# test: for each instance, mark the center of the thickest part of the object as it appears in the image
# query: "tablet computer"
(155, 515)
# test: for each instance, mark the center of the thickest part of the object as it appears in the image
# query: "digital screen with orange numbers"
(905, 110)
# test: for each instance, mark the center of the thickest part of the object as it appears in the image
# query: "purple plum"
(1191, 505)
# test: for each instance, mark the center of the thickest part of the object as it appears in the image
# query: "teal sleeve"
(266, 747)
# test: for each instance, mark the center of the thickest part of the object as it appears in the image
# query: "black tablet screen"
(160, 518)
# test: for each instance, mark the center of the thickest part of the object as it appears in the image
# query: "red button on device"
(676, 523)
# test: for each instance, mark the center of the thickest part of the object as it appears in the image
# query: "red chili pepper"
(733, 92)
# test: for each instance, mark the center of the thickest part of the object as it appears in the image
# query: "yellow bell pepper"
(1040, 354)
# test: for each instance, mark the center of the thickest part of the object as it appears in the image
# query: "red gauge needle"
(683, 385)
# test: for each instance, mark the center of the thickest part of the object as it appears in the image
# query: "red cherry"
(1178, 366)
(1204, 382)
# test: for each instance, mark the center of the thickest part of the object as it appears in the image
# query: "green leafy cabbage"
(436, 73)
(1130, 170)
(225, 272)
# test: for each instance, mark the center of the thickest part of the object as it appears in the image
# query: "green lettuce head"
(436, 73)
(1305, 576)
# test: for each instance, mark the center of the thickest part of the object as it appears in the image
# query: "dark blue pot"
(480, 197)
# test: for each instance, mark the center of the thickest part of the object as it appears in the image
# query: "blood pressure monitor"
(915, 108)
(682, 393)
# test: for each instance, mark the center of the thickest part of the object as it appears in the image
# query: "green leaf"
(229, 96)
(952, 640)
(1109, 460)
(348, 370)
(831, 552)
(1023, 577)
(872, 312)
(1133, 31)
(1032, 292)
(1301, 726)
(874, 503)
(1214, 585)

++++++++

**Assigned task**
Set down each entry from above once more, exactly as written.

**Written solution**
# test: for each instance, mark the center of the thickest part of the object as it appears in the image
# query: "tablet computer"
(155, 515)
# test: for each instance, mark the center of the thickest part of the object as it appears in the image
# query: "digital screen with orange numbers"
(905, 110)
# test: for each instance, mark the center of the thickest part of the object as it appears in the image
# query: "purple plum"
(1191, 505)
# test: for each instance, mark the center of the thickest part of the object as it appears in the image
# query: "teal sleeve"
(266, 747)
# test: for each instance, mark the center of the thickest part of the object as it appears in the image
# query: "black tablet screen"
(160, 518)
# test: for each instance, mark the center of the thickest part of the object as it appears in the image
# query: "red button on device"
(676, 523)
# test: for each instance, mark the center of the thickest part of the object as it appears in the image
# query: "red chili pepper"
(733, 92)
# test: for each instance, mark the center of the thickest part of the object as it appears in the image
# query: "yellow bell pepper"
(1040, 354)
# test: for each instance, mark the center of the thickest part of the object as it appears in the image
# query: "red gauge needle"
(683, 385)
# test: for each instance, mark the center of the thickest part of the object as it appears in the image
# query: "red cherry"
(1178, 366)
(1204, 382)
# test: for each instance, mark the center of the thickest part of the object as it appears in the image
# query: "green leafy cabbage"
(436, 73)
(1130, 170)
(225, 272)
# test: for each instance, mark the center of the thickest part of the object as it appears in the image
# query: "green lettuce head"
(436, 73)
(1305, 576)
# test: for each instance, mark the center of the thickest part of the object as it appears in the image
# query: "dark blue pot"
(480, 197)
# test: for each instance, mark the center of the thickest part of the object as it appears in the image
# query: "blood pressure monitor"
(915, 108)
(682, 393)
# test: for each instance, mark the center of the thickest part of the object as it appears in the image
# query: "green leaf"
(229, 96)
(952, 640)
(1109, 460)
(348, 370)
(831, 552)
(1023, 577)
(872, 312)
(1133, 31)
(1032, 292)
(1301, 726)
(874, 503)
(1214, 585)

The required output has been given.